*** Selected excerpt ***

Easy Like Sunday Morning: Calling All Parents, Advice Needed

Long story short is that a few weeks ago a two year old came to live with me. She is beautiful and wonderful and interested in the world and all of that. She is probably going to live with me for a very long time.

I am very unaccustomed to the two year old fits. I’m not sure how to handle them. Example:

Sophie: Dyanne, it’s time to eat breakfast. Aren’t you sharving (starving)? Let’s have some oatmeal.

Dyanne: Yum.

::Sophie & Dyanne approach the high chair::

Dyanne: No! No!

Sophie: It’s time to eat breakfast, sweetie. We’re having oatmeal, your favorite.

Dyanne: AAAAAAAAAAAAAA!

::Sophie places Dyanne in the high chair, despite Dyanne’s protestations, and places the bowl in front of Dyanne::

Dyanne, with tears streaming out of her eyes: Oh. Yum!

::Sophie stands perplexed, tired::

Ok, that was a mild one. She also does it (inconsistently) when we change her diaper (potty training is going slowly, and any advice on that would also be appreciated), when she gets dressed, and when she has to walk anywhere.

My mom says that we should let her have the fits and not fuel them. She says that they are a form of manipulation. What we have to do, she says, is to tell Dyanne, when she starts to get worked up, that she can have her fit and that we will be in the other room, and when she’s done she can come and get us. Or something along those lines. We’re getting some good reactions from telling her she does well when she does well by saying, “What a big girl!” However, it doesn’t work often enough.

***

_Tasks and exercises_:
1. Type out the passage of the parenting advice post from "Long story short" to "Dyanne: No! No!".
2. According to the parenting advice post, what does the writer's mom say the fits are a form of?

*** Raw data ***

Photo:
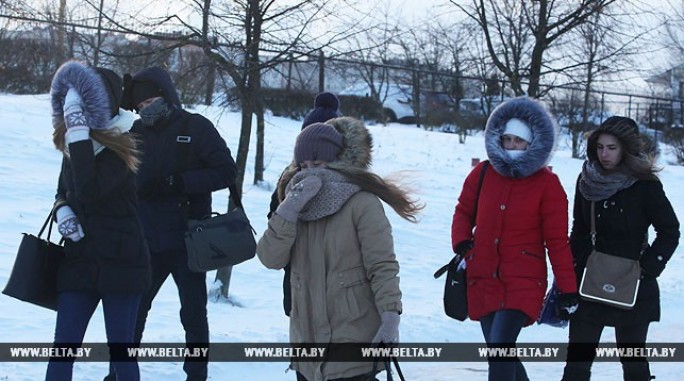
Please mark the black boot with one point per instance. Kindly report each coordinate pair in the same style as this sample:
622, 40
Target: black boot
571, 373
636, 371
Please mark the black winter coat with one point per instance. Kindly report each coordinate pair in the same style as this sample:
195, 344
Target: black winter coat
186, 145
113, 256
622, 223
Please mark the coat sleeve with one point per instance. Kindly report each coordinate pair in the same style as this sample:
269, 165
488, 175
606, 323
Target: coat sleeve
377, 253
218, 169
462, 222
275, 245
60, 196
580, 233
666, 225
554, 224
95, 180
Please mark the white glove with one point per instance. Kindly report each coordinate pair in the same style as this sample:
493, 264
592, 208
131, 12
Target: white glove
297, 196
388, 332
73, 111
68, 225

***
*** Raw data ***

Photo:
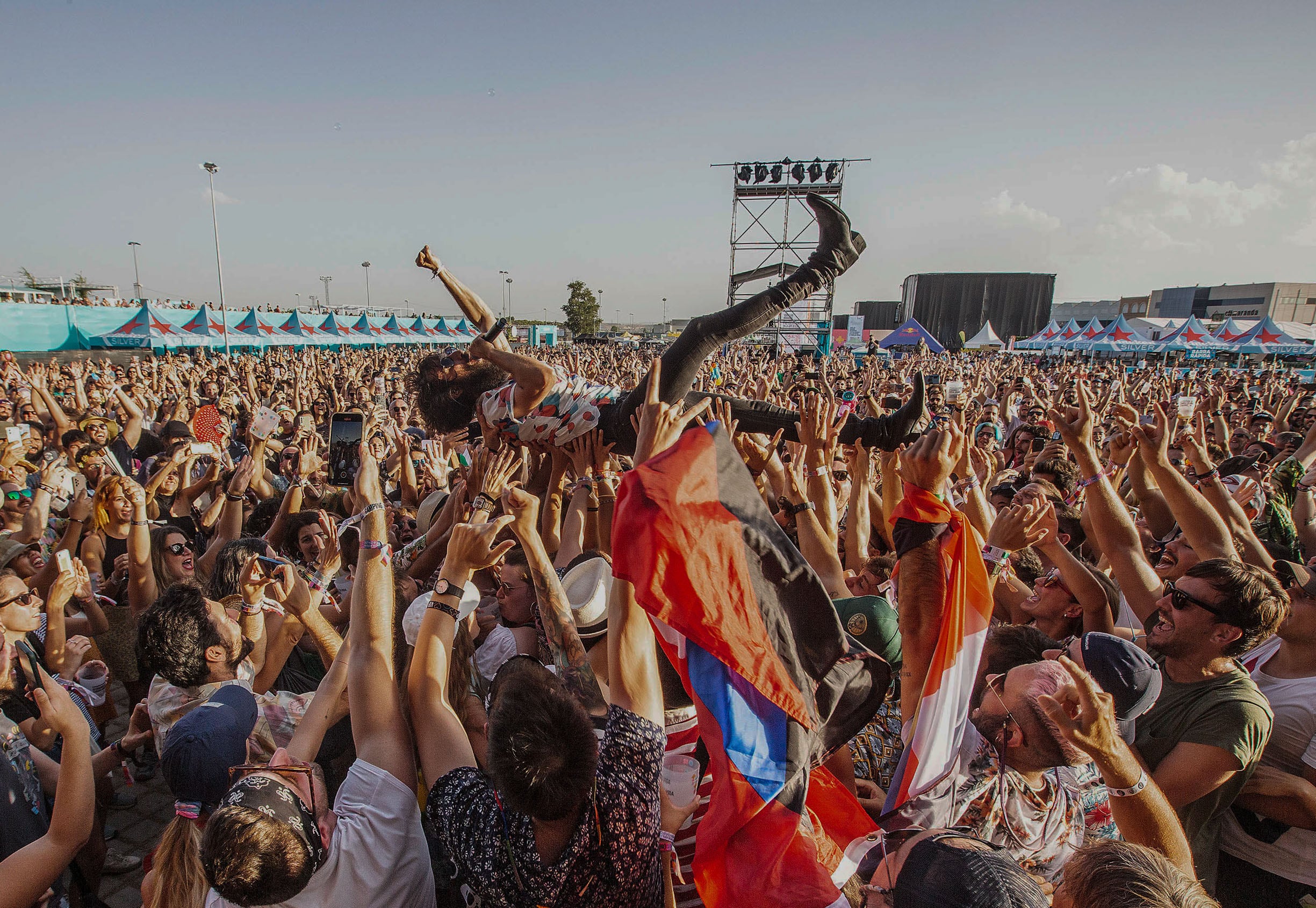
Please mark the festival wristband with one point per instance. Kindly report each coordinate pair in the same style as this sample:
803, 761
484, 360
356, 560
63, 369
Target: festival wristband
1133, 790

***
*** Raw data ***

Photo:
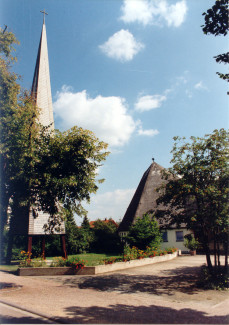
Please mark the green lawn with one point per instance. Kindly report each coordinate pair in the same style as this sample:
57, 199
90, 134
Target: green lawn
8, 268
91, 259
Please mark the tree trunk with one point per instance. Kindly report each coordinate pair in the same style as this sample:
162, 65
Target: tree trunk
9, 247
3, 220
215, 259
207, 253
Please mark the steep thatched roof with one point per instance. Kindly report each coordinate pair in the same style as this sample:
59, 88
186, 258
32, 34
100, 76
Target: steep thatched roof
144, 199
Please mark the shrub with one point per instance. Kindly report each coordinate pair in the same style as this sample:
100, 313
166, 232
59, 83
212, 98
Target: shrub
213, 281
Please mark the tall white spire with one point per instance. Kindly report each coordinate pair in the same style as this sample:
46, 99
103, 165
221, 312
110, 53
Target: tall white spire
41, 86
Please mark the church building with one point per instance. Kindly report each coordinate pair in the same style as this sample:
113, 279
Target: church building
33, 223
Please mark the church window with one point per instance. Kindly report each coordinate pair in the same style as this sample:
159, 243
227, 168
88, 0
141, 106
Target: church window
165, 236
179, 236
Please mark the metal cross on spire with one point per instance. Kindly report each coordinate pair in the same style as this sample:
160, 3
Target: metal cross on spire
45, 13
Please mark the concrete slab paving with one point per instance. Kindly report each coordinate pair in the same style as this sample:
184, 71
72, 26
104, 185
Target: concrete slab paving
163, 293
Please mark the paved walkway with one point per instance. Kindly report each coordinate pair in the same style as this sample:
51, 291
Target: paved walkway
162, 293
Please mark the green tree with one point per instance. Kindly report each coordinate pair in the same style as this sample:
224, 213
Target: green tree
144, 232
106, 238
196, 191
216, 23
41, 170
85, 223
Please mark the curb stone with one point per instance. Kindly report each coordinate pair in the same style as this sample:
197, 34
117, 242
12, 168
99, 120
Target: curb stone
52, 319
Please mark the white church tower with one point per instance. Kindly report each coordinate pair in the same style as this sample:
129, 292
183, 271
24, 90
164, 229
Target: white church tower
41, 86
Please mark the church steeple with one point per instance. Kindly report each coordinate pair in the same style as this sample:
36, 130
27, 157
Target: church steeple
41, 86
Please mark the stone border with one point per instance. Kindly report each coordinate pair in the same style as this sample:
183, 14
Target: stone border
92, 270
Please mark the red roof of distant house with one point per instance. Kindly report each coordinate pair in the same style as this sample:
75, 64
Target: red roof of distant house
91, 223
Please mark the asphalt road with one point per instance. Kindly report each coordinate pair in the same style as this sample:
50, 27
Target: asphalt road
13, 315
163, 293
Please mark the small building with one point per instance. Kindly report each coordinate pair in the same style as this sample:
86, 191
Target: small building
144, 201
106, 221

***

_Replies_:
1.
Long story short is that a few weeks ago a two year old came to live with me. She is beautiful and wonderful and interested in the world and all of that. She is probably going to live with me for a very long time.

I am very unaccustomed to the two year old fits. I’m not sure how to handle them. Example:

Sophie: Dyanne, it’s time to eat breakfast. Aren’t you sharving (starving)? Let’s have some oatmeal.

Dyanne: Yum.

::Sophie & Dyanne approach the high chair::

Dyanne: No! No!

2. Manipulation.